[Work request]:
Starting at the line that contains "the stone ledge" and ending at the line that contains "of the small", the lines below are to be given again exactly, with nothing added.

[Source information]:

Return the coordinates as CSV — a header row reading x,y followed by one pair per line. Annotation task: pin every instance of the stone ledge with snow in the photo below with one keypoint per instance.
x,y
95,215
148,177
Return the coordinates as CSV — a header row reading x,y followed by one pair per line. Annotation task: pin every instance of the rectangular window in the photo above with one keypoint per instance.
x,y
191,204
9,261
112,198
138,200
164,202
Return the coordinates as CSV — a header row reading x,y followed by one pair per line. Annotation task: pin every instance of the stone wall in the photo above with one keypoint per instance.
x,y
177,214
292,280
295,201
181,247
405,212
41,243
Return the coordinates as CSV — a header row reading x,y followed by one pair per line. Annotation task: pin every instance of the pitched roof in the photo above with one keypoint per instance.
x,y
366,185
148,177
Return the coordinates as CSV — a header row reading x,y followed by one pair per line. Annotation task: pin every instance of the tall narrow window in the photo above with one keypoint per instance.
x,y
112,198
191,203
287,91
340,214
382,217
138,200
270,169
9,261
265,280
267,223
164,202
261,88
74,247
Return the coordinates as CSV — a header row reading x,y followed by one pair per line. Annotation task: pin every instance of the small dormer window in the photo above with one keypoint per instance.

...

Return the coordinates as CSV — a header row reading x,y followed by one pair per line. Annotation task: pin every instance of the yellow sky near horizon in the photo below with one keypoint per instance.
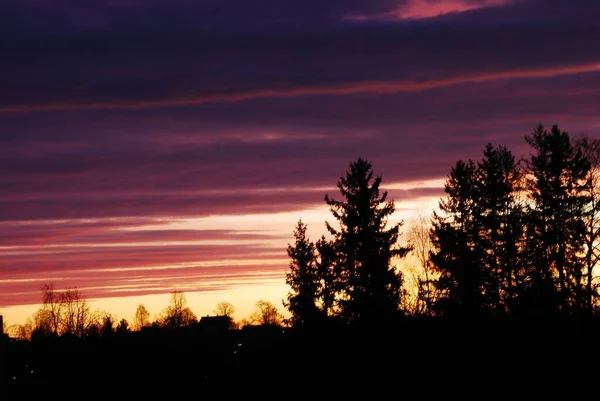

[Response]:
Return the coordinates as CSV — a header row reading x,y followed by one pair per line. Annotation task: pin every instance of the stone ledge with snow in the photo below with one keypoint per instance.
x,y
95,215
148,177
Return the coordinates as CSV — a header row reading x,y followed by one pair per line. Annotation task: pin every instance of the rectangular window in the photo above with one keypoint per instance.
x,y
191,204
9,261
112,198
138,200
164,202
Return the coordinates as CSV — a header row reading x,y followed by one pair per line. Annotation task: pin every instance of the stone wall in the photo above with one keypoint per instance.
x,y
177,214
292,280
295,201
181,247
405,212
41,243
Return the coordinates as CSV — a header row reading x,y followed by one pair per line. Annotation task: pin every instance of the pitched roof in the photo above with one keypoint per instance.
x,y
366,185
148,177
Return the coordinates as CSV — a header row reading x,y followed by one pair per line. Annotation task: pin every instance of the tall narrow window in the photo above with one keypoint per instance.
x,y
112,198
191,203
287,91
340,214
382,217
138,200
270,169
9,261
265,280
267,223
164,202
261,88
74,247
Return the coordinates as CSV — a header row reading x,y followed by one pair per line. Annotation task: pin every instance of the small dormer window in the photo above with one keypoint per instance.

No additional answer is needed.